**What the exercise asks**
Filter the data below, copying each line that contains the word "distant".

— Begin Material shown —

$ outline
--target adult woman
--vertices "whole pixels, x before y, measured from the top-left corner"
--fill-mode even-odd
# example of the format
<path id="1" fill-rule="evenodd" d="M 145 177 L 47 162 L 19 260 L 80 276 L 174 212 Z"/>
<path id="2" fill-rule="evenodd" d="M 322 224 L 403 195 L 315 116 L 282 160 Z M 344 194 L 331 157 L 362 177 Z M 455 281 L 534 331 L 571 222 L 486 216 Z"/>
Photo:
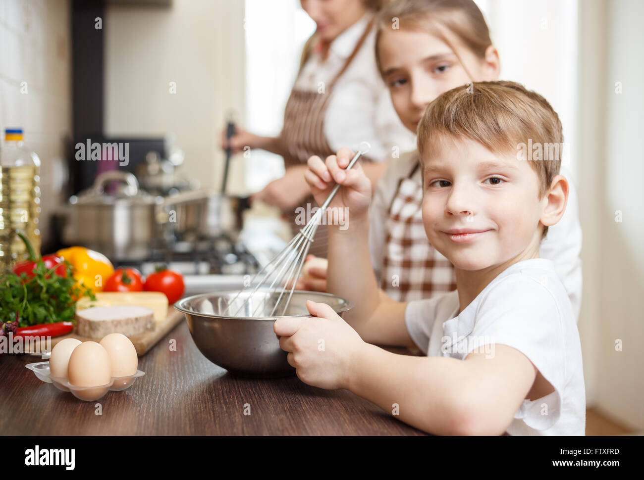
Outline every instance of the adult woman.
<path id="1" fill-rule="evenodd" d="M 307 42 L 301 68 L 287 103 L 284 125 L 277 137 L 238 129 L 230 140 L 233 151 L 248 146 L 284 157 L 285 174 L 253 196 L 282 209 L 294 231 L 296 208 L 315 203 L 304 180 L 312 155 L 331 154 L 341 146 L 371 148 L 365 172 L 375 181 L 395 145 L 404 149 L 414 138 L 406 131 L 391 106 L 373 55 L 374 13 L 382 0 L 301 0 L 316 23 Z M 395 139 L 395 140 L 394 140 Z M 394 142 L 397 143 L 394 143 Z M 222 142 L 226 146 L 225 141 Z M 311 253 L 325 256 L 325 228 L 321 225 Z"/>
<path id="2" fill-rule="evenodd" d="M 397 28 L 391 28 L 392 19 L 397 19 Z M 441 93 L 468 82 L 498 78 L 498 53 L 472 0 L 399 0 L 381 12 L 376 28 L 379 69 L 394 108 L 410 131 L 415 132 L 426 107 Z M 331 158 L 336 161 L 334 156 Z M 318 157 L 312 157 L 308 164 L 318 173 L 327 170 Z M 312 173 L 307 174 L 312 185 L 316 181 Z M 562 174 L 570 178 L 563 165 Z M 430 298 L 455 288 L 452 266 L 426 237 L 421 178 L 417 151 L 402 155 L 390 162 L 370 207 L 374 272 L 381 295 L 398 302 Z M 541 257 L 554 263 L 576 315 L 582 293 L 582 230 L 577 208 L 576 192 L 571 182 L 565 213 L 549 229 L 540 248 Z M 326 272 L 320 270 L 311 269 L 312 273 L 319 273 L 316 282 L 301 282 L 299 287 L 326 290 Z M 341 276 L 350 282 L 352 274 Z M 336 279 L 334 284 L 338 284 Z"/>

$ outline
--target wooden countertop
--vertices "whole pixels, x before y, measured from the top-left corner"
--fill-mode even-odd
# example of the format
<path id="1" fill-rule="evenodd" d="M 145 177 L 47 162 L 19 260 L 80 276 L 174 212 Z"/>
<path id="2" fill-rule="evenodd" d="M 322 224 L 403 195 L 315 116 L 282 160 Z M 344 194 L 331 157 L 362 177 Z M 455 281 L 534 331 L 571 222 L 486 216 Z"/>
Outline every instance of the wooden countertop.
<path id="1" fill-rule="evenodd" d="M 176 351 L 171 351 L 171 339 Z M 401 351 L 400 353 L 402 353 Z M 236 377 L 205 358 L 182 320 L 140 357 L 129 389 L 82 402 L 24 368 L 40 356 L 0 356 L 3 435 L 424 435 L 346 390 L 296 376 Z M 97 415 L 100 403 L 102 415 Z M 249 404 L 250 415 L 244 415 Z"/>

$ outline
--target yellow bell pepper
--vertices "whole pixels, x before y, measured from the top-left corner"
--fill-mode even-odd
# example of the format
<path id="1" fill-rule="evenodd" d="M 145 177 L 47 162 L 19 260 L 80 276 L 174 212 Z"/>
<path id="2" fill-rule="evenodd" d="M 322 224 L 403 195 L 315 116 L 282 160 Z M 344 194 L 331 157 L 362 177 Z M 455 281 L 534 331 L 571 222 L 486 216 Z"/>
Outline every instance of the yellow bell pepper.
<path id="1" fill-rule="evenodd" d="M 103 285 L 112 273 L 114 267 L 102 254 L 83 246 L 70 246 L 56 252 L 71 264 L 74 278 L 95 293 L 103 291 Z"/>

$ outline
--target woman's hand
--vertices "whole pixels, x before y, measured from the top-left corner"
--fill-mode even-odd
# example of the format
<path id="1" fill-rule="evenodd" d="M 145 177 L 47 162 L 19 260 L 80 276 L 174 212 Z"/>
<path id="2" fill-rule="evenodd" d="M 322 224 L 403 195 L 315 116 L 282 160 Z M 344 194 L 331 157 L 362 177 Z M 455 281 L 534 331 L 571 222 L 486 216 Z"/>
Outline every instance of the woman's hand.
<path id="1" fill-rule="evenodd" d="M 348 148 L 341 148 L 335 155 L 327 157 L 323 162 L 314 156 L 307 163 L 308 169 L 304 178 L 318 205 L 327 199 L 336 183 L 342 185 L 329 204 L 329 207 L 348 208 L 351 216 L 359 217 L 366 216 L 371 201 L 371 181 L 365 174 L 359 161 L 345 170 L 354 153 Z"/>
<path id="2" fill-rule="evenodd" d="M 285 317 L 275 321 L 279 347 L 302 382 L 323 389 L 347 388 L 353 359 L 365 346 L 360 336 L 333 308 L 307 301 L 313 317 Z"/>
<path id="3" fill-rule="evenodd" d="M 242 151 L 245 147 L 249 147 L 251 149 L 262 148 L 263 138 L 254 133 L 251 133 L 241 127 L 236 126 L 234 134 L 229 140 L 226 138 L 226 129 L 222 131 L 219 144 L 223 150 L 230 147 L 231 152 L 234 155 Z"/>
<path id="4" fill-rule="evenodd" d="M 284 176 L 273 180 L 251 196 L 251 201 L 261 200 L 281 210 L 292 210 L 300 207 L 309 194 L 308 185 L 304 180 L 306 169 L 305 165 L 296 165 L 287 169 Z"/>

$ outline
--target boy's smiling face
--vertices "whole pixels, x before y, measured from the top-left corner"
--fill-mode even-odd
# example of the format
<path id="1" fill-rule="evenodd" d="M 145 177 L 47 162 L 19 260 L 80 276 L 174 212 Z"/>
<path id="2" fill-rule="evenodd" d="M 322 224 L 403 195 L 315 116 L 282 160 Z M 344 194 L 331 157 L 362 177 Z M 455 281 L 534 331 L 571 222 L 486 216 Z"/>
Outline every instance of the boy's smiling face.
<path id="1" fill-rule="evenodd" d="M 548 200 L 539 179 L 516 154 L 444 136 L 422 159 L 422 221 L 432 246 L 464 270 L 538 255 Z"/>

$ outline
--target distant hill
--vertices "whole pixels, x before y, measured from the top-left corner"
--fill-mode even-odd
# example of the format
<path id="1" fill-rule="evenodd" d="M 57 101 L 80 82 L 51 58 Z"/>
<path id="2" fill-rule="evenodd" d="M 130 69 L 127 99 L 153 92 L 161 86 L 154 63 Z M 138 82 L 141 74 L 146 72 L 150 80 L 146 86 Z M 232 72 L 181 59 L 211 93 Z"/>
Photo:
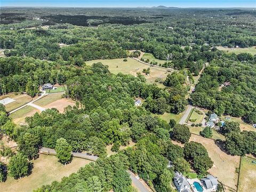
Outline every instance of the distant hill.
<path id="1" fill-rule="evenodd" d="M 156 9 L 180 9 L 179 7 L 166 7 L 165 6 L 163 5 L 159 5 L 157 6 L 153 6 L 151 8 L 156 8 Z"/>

— End Material shown —
— Begin Material shown —

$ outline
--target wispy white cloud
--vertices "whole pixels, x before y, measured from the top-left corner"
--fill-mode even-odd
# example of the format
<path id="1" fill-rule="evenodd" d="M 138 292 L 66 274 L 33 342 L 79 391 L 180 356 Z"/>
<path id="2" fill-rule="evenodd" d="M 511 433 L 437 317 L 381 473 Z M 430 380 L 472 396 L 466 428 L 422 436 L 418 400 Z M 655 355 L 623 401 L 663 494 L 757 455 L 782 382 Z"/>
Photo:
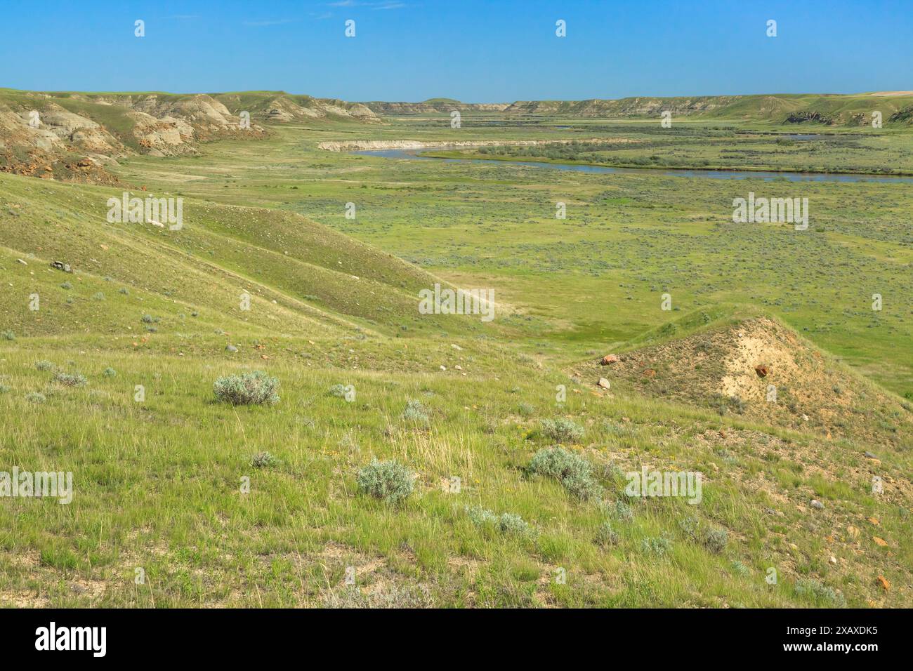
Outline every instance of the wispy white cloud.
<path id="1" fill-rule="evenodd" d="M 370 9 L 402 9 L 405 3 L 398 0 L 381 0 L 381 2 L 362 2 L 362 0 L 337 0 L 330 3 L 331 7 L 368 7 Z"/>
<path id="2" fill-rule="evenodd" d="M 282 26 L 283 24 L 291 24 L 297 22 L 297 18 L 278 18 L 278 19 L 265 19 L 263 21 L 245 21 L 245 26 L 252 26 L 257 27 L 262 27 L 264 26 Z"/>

— End Material shown —

**Response to the task**
--target distant hill
Outline every instance of the distant hill.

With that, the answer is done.